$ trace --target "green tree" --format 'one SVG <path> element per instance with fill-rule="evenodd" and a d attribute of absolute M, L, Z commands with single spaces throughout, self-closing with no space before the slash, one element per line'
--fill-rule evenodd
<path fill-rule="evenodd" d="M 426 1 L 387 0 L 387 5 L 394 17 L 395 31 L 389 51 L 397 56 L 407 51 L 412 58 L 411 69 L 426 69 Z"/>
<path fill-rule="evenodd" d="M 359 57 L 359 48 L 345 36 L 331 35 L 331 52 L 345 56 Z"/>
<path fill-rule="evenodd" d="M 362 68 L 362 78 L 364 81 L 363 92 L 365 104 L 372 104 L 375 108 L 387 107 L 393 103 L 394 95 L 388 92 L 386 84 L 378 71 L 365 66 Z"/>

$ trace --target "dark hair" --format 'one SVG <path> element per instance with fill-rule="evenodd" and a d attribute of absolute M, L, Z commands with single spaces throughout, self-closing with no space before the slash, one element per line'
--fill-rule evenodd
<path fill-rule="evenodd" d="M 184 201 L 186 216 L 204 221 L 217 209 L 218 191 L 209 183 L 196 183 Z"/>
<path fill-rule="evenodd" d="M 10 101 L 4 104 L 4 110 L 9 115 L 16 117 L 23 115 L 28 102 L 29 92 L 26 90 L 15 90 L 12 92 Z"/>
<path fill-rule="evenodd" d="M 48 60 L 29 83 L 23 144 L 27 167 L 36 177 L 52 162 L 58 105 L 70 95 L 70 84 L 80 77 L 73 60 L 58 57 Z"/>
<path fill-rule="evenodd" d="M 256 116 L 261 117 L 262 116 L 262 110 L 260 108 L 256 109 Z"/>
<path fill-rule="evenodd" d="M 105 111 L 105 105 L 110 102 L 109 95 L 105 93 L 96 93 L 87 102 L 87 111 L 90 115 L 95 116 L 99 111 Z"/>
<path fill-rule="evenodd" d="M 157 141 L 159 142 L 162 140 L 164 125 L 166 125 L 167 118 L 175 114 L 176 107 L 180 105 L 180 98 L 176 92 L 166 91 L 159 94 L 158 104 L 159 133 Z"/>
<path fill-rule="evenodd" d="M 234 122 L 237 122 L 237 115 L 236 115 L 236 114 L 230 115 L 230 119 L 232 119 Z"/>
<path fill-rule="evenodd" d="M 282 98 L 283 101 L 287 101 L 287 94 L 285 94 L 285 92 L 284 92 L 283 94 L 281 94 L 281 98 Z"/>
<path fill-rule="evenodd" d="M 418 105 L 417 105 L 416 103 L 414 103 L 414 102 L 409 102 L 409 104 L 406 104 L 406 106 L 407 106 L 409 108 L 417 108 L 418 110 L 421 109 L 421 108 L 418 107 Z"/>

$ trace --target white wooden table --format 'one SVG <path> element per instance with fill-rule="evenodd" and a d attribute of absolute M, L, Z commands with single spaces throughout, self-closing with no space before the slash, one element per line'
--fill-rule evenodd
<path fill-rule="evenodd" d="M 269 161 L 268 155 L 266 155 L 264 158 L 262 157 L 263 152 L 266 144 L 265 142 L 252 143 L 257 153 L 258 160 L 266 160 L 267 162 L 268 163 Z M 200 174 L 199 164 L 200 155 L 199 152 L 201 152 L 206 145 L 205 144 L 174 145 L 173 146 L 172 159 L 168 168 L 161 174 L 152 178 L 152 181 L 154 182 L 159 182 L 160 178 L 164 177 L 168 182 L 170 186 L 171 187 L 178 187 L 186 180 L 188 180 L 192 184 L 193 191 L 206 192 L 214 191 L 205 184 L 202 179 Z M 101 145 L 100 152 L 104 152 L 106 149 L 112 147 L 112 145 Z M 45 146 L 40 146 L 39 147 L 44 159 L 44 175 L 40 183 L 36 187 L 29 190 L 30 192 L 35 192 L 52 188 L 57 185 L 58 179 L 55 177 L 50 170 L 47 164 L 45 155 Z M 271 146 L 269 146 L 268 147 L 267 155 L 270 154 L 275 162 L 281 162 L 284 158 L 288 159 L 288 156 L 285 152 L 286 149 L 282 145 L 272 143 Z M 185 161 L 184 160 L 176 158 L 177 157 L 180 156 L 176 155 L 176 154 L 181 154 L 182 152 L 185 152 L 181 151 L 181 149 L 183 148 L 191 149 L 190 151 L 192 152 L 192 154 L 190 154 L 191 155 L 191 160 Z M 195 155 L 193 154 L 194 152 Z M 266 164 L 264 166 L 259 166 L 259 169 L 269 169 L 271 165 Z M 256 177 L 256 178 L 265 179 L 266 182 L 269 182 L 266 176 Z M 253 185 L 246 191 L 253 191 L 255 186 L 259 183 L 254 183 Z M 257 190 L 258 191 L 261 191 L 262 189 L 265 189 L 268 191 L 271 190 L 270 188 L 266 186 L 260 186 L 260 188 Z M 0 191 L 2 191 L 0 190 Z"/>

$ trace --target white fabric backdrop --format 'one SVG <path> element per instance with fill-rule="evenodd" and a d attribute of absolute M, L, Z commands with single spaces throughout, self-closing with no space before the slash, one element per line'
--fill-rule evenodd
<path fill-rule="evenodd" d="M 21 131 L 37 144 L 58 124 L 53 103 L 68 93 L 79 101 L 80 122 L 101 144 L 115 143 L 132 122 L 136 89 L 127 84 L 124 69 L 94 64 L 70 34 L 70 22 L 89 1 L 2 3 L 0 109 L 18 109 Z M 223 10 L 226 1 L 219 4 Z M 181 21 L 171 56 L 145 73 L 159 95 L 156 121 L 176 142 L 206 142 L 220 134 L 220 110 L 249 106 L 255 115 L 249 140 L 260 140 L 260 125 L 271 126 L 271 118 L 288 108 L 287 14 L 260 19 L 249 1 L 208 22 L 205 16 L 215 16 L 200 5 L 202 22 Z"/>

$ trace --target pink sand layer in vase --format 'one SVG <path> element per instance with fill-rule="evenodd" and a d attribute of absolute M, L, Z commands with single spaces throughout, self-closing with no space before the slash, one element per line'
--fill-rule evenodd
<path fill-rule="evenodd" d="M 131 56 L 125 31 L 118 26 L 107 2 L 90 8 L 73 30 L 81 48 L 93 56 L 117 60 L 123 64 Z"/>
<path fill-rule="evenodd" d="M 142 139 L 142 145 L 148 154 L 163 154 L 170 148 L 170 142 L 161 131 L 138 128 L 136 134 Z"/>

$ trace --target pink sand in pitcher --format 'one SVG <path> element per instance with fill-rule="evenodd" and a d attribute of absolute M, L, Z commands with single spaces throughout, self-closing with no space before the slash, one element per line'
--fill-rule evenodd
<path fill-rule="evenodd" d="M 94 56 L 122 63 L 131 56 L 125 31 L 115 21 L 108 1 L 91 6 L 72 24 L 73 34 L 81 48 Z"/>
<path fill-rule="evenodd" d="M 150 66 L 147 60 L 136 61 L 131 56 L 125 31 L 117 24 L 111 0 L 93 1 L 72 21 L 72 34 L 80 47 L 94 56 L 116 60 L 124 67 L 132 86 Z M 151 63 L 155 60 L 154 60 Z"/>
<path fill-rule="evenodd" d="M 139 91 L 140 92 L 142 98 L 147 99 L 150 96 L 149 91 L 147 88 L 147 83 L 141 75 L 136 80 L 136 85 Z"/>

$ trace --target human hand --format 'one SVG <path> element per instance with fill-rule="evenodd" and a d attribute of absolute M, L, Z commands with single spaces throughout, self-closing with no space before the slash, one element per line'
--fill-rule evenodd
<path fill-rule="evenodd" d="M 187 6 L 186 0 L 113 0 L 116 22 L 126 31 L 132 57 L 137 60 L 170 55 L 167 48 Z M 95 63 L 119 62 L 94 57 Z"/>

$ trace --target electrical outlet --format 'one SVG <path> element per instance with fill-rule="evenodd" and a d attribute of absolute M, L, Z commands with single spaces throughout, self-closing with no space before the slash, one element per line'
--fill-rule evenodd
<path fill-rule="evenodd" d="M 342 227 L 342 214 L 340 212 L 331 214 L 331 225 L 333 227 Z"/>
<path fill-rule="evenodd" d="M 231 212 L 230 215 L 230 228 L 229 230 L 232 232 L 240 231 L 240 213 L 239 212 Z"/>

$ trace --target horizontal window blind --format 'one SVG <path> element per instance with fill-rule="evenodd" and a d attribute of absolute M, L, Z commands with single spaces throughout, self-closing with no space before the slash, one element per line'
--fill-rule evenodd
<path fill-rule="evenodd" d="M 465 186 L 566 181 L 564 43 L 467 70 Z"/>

=-=-=

Please output the lines above as a JSON list of strings, one string per line with blank lines left out, starting at the line containing "pink sand in" and ending at the line containing "187 6 L 186", both included.

§ Final result
[
  "$ trace --target pink sand in pitcher --format 'one SVG <path> element per instance with fill-rule=\"evenodd\" and a d attribute of absolute M, L, Z commands with single spaces throughout, self-closing with no space before the slash, one element per line'",
  "--fill-rule evenodd",
  "<path fill-rule=\"evenodd\" d=\"M 94 56 L 122 63 L 131 56 L 125 31 L 115 21 L 108 1 L 91 6 L 72 24 L 73 34 L 81 48 Z\"/>",
  "<path fill-rule=\"evenodd\" d=\"M 150 66 L 147 60 L 136 61 L 131 56 L 125 31 L 117 24 L 111 0 L 93 1 L 72 21 L 72 34 L 80 47 L 94 56 L 116 60 L 124 67 L 132 86 Z M 151 63 L 155 60 L 154 60 Z\"/>",
  "<path fill-rule=\"evenodd\" d=\"M 139 91 L 140 92 L 142 98 L 147 99 L 150 96 L 149 91 L 147 88 L 147 83 L 141 75 L 136 80 L 136 85 Z\"/>",
  "$ trace --target human hand --format 'one SVG <path> element per instance with fill-rule=\"evenodd\" and a d attribute of absolute M, L, Z commands with single spaces throughout, self-closing with no space before the slash, one element per line'",
  "--fill-rule evenodd",
  "<path fill-rule=\"evenodd\" d=\"M 187 6 L 186 0 L 113 0 L 116 22 L 126 31 L 132 57 L 137 60 L 170 55 L 167 48 Z M 95 63 L 119 62 L 94 57 Z\"/>"
]